(Dataset records)
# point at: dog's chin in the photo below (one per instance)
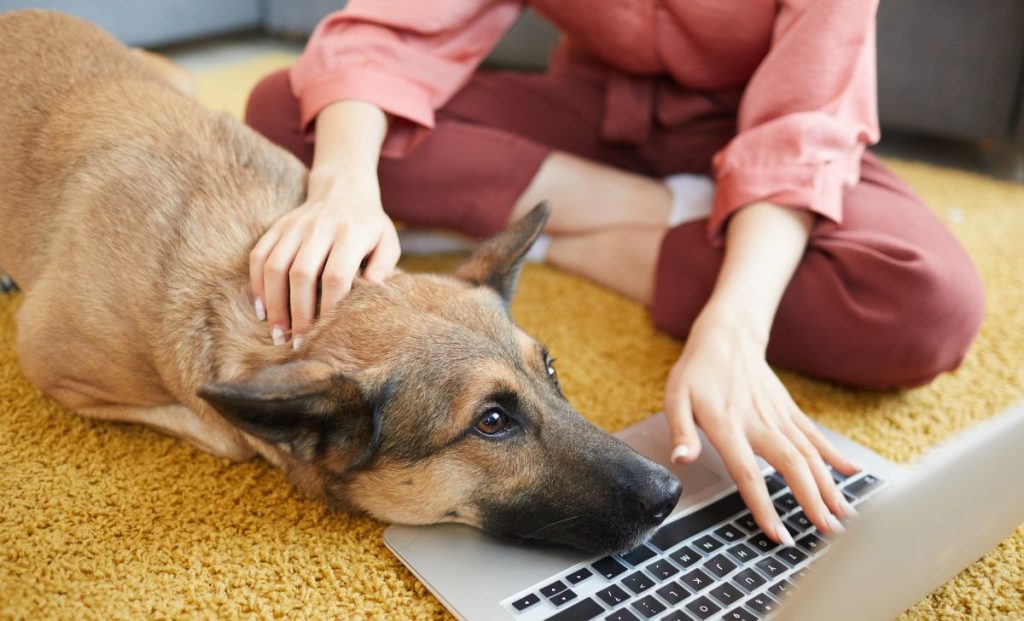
(605, 542)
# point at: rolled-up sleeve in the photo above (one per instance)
(407, 56)
(806, 115)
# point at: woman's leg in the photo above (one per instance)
(505, 142)
(886, 299)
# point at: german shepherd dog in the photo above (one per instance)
(127, 213)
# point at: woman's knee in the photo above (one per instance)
(915, 322)
(273, 112)
(940, 313)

### PROBLEM DETAILS
Each line of the data should be quoted exactly, with pictures left out.

### ANSWER FOR THE TASK
# point at: dog's chin in the photo below (one per instance)
(605, 542)
# point at: rolled-up sleeve in the photo above (one per instance)
(407, 56)
(806, 115)
# point at: woman's leg in the photo above (one per instance)
(505, 142)
(886, 299)
# point at: german shepherd dog in the photo above (one per instance)
(127, 213)
# point at: woman's knee in the photo above (one per instance)
(915, 322)
(273, 112)
(940, 313)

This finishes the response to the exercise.